> [Stated goal 1]: In one to three sentences, explain why the book review says many of the book's examples and anecdotes were old news to the reviewer.
> [Stated goal 2]: From the book review, retype everything from "It's a good" down to "easy to read.", keeping every word unchanged.
— START Passage shown —
Book review: The Big Questions

In The Big Questions, Steven E. Landsburg uses math, economics and physics to discuss questions of philosophy, especially morality and ethics.

That sounds a lot more serious than the book turned out to be. In fact, Landsburg ends the book by saying that most of it was written "not to make any particular point but because it seemed to fit and I think it's interesting."

It's a good introduction to some basic econ, math and physics, and to Landsburg's own beliefs and guidelines on life (including the reasoning behind them). Many of the examples and anecdotes were old news to me, because I have already taken courses in math, physics, economics and philosophy. But it's well-written, entertaining and easy to read.


* If more people really and truly believed in the religions they claim to follow, they would behave differently. For example, why don't we have more suicide bombers? Landsburg concludes that hardly anyone is actually religious:

"If religious belief were as widespread as people claim it is, there should be millions upon millions of voluntary martyrs. (...) Believers in hell should commit fewer crimes; believers in heaven should take more risks; believers in one religion should interact in predictable ways with believers in another; believers in God should have a powerful interest in the alternatives. Those implications are testable. I am moderately confident that carefully gathered statistics would refute the hypothesis that religious beliefs are widely or deeply held."
— END Passage shown —
— START Entries provided —
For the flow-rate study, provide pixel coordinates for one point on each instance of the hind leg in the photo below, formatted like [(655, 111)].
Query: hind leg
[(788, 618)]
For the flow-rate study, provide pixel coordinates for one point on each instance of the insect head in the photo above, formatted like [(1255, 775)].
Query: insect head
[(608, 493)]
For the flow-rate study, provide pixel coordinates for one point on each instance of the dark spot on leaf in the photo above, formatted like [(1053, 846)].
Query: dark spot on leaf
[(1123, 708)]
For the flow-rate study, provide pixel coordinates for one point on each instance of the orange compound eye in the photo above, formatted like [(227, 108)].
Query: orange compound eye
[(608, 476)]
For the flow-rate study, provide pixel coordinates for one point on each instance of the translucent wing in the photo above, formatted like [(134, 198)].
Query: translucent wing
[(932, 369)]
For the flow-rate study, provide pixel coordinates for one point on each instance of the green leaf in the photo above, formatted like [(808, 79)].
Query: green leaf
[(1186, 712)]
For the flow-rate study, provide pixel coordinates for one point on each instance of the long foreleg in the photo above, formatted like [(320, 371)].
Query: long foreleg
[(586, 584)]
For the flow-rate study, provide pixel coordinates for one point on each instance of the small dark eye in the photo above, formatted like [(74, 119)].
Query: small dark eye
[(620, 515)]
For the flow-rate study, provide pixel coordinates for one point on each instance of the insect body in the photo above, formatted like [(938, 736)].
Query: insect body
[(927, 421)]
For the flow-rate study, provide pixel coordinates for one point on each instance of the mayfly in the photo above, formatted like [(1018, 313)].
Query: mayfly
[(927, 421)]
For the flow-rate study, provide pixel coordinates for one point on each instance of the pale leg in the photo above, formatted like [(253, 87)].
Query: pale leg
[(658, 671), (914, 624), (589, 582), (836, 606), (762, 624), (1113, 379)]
— END Entries provided —
> [Exercise result 1]: The reviewer had already taken courses in math, physics, economics and philosophy. That is why many of the book's examples and anecdotes were already familiar.

> [Exercise result 2]:
It's a good introduction to some basic econ, math and physics, and to Landsburg's own beliefs and guidelines on life (including the reasoning behind them). Many of the examples and anecdotes were old news to me, because I have already taken courses in math, physics, economics and philosophy. But it's well-written, entertaining and easy to read.